(What is being asked):
Please reproduce word for word the section of the passage about Jacob that opens with the words containing "It was God who" and closes with "Himself to Jacob.".

(Excerpt provided):
How effective it was in Jacob's case is seen in the golden sunset of his life
and in his last words to his sons. Speaking to Joseph, he said: "God Almighty appeared unto me at Luz in the land of
Canaan, and blessed me . . . the God which fed me all my life long unto this
day, the Angel which redeemed me from all evil, bless the lads" (Gen.
48:3, 15-16).
It was God who had blessed him,
God who had fed him,
and God, revealed as the Angel of the Lord, who had redeemed him from all
evil.
Jacob attributed nothing to self. All was of God. The psalmist in
his day bore this witness: "Not unto us, O LORD,
not unto us, but unto thy name give glory, for thy mercy, and for thy truth's sake" (Psa. 115:1). (Italics
mine). Jacob spoke likewise in his prayer at Peniel: "I am not worthy of the least of all the mercies, and of all the truth, which thou hast shewed unto thy
servant" (Gen. 32:10).
God appeared to Abraham as the God of
glory; it was surely as the God of grace that He revealed Himself to Jacob.

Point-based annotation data
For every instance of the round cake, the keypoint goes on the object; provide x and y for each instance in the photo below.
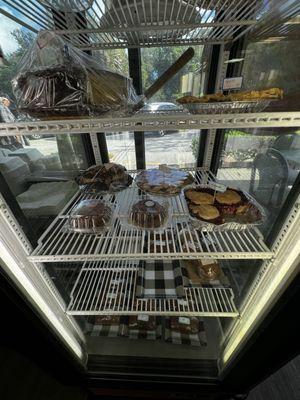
(198, 197)
(148, 214)
(163, 181)
(106, 177)
(90, 216)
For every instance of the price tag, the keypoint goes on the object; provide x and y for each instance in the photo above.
(164, 168)
(184, 320)
(160, 243)
(111, 295)
(182, 302)
(218, 187)
(232, 83)
(143, 317)
(116, 281)
(206, 261)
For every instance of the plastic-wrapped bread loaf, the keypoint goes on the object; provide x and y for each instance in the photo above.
(56, 79)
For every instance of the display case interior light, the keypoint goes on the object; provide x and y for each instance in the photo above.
(273, 39)
(293, 21)
(234, 60)
(69, 5)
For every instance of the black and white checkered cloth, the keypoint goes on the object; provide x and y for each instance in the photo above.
(113, 330)
(160, 279)
(192, 339)
(222, 280)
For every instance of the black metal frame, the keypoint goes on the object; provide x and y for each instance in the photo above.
(135, 72)
(211, 86)
(102, 144)
(235, 48)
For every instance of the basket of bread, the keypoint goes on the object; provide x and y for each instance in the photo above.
(239, 102)
(228, 208)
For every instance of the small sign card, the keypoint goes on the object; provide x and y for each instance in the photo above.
(143, 317)
(232, 83)
(218, 187)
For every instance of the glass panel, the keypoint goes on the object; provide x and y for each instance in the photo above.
(121, 148)
(39, 170)
(263, 162)
(174, 147)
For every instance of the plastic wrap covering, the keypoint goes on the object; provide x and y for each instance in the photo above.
(55, 79)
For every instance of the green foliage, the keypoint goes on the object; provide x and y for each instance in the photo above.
(24, 40)
(194, 146)
(156, 60)
(233, 132)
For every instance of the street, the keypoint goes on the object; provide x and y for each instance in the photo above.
(173, 148)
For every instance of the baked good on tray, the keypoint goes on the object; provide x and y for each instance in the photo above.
(163, 180)
(232, 205)
(56, 79)
(107, 177)
(148, 214)
(184, 324)
(90, 216)
(250, 95)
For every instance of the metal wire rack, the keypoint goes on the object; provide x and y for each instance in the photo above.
(96, 24)
(144, 123)
(109, 288)
(121, 243)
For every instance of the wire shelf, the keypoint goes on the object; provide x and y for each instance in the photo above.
(57, 244)
(106, 24)
(153, 122)
(109, 288)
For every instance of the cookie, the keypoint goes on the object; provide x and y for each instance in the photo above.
(228, 197)
(197, 197)
(207, 212)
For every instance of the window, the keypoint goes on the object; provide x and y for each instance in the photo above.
(178, 148)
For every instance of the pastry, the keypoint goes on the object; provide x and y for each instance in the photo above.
(90, 216)
(229, 197)
(192, 269)
(197, 197)
(161, 243)
(206, 212)
(148, 214)
(202, 271)
(209, 269)
(185, 325)
(57, 79)
(106, 177)
(265, 94)
(142, 322)
(163, 181)
(107, 320)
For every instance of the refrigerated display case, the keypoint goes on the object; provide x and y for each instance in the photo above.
(84, 286)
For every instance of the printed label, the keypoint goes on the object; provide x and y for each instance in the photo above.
(233, 83)
(164, 168)
(184, 320)
(111, 295)
(159, 243)
(218, 187)
(143, 317)
(182, 302)
(116, 281)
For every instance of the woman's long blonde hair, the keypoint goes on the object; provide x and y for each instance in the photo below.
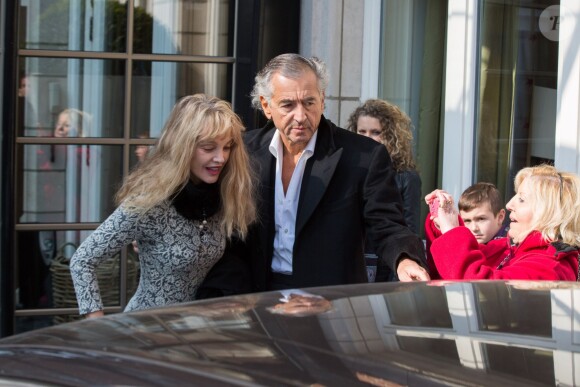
(166, 171)
(556, 201)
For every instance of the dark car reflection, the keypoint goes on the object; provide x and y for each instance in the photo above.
(437, 333)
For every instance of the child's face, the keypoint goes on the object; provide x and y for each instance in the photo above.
(482, 222)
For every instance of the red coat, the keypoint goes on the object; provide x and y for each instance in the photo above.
(457, 255)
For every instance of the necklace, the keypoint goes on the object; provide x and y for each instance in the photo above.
(203, 223)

(Task response):
It was God who had blessed him,
God who had fed him,
and God, revealed as the Angel of the Lord, who had redeemed him from all
evil.
Jacob attributed nothing to self. All was of God. The psalmist in
his day bore this witness: "Not unto us, O LORD,
not unto us, but unto thy name give glory, for thy mercy, and for thy truth's sake" (Psa. 115:1). (Italics
mine). Jacob spoke likewise in his prayer at Peniel: "I am not worthy of the least of all the mercies, and of all the truth, which thou hast shewed unto thy
servant" (Gen. 32:10).
God appeared to Abraham as the God of
glory; it was surely as the God of grace that He revealed Himself to Jacob.